→ **Aim of the exercise**
Can you give all the records again without altering a single character?

═══ Given data

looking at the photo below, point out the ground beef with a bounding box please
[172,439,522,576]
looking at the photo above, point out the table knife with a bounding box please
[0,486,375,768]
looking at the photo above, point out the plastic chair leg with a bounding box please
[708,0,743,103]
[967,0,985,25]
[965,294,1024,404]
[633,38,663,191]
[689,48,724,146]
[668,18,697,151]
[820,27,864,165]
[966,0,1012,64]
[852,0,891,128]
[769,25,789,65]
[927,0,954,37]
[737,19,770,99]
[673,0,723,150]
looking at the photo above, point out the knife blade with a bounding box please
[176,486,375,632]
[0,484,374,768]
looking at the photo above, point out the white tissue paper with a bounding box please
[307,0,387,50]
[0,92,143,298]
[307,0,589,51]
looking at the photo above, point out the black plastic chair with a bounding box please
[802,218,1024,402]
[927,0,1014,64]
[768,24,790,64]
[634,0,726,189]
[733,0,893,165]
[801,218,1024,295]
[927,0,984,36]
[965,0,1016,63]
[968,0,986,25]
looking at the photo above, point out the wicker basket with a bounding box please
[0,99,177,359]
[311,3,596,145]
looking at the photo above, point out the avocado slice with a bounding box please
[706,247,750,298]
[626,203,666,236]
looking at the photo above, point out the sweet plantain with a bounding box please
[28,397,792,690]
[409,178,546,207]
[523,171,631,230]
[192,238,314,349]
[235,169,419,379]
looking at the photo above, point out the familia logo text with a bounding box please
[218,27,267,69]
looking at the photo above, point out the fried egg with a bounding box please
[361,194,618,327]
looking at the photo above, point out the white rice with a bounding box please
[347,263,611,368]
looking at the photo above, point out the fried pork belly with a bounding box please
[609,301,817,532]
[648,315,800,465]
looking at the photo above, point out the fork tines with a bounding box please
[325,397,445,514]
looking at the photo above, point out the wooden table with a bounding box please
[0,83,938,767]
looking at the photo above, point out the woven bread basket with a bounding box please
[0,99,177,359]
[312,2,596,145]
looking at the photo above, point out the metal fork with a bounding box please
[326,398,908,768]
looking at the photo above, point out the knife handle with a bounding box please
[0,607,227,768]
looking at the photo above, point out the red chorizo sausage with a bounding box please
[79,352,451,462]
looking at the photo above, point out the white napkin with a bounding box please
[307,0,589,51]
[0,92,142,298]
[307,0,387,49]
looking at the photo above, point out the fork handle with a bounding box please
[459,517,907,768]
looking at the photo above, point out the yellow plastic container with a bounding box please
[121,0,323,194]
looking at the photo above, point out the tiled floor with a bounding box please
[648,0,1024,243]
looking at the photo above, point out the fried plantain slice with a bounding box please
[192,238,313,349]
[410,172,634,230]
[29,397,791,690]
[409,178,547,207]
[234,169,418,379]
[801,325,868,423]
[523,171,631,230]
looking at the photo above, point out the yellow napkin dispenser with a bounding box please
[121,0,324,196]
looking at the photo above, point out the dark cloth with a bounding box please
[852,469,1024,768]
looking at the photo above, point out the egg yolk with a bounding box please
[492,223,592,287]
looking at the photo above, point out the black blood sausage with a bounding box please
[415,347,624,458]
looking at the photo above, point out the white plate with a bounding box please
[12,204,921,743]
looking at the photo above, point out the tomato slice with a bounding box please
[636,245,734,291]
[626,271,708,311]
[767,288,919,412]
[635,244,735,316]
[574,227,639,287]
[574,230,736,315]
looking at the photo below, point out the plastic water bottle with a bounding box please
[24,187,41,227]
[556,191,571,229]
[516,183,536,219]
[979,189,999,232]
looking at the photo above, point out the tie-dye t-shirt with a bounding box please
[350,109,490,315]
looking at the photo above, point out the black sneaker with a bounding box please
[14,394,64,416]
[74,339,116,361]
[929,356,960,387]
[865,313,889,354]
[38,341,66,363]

══════

→ **Output for this task**
looking at the photo below, point out the ground beef with a bounding box please
[172,439,522,576]
looking at the photo above, point out the table knife with a bounding box please
[0,486,375,768]
looking at the photo above, point out the plastic chair leg with a bounding box please
[708,0,743,103]
[967,0,985,25]
[965,294,1024,404]
[633,38,663,191]
[689,48,724,146]
[668,18,697,151]
[820,27,864,165]
[966,0,1012,64]
[852,0,891,128]
[769,25,789,65]
[927,0,954,37]
[737,19,770,99]
[673,0,723,150]
looking at the photo above, point out the knife blade with a bounding box please
[176,486,375,632]
[0,484,374,768]
looking at the photo above, point out the white tissue paper with a bounding box please
[307,0,387,50]
[0,92,143,298]
[307,0,589,51]
looking at the photo above, point out the black plastic chair with a bounding box please
[802,218,1024,402]
[927,0,1014,64]
[768,24,790,64]
[634,0,726,189]
[733,0,893,165]
[801,218,1024,295]
[927,0,984,36]
[965,0,1016,63]
[968,0,986,25]
looking at the photo above, point out the wicker basket with a bounding box please
[0,99,177,359]
[311,3,596,145]
looking at the photo above, point out the avocado slice with a bounding box please
[706,247,750,298]
[626,203,666,236]
looking at the photo above, point out the sweet plantain with a bounding box please
[28,397,792,690]
[409,178,546,207]
[523,171,631,230]
[192,238,314,349]
[235,169,419,379]
looking at the photo above, point out the familia logo text with a bounding box please
[218,27,267,69]
looking at the photo above, point out the fried egg with a bounding box please
[361,194,618,327]
looking at the photo above, point out the white rice with a bounding box please
[347,263,611,368]
looking at the photo above, point out the fried pork belly with a bounding box please
[609,301,817,532]
[648,315,800,465]
looking at the photo above, point out the fork tines with a bounding box please
[325,397,445,514]
looking at the photo above, point out the wooden table with a bounding box please
[0,83,938,767]
looking at the photo above, point out the woven bread basket with a bounding box please
[0,99,177,359]
[312,2,596,145]
looking at the photo above, point out the metal fork with a bounding box please
[326,398,908,768]
looking at the photo above, point out the knife handle with a bounding box please
[0,607,227,768]
looking at the photo above, point out the red chorizo sausage with a bounding box please
[79,352,451,462]
looking at the photo above, point out the white napkin with a bounding box please
[307,0,589,51]
[0,92,142,298]
[307,0,387,49]
looking at the photo above, point out the fork handle with a bounding box please
[459,517,907,768]
looking at the photo above, point out the yellow plastic container with a bounding box please
[121,0,323,194]
looking at the photo above, point out the tiled floor with a bounding box please
[648,0,1024,243]
looking at the photo above, point out the fried plantain slice with a bounding box please
[192,238,313,349]
[410,172,634,230]
[29,397,791,690]
[409,178,547,207]
[234,169,418,379]
[801,325,868,423]
[523,171,631,230]
looking at the photo above, point out the yellow napkin dispenser with a bounding box please
[121,0,324,196]
looking at the photo above, point out the dark cloth with a bounding box please
[852,469,1024,768]
looking at the photo above, point out the egg yolk with a bounding box please
[492,223,592,287]
looking at the photo above, point out the black blood sausage with a bounding box please
[415,347,624,458]
looking at the photo above, point out the white plate with a bounding box please
[12,204,921,743]
looking at the photo above, point out the tomato slice with a bounding box please
[636,245,734,291]
[626,271,708,311]
[767,288,919,412]
[635,244,735,316]
[574,227,639,287]
[574,230,736,315]
looking at the photo below, point out the plastic water bottle with a bounding box please
[24,187,41,227]
[556,191,571,229]
[516,183,536,219]
[979,189,999,232]
looking at the photo above, point out the tie-dye t-shirt with a bounding box please
[350,109,490,315]
looking at the photo above, point out the black sneaker with a bounding box please
[14,394,64,416]
[74,339,116,361]
[929,356,960,387]
[865,313,889,354]
[38,341,66,363]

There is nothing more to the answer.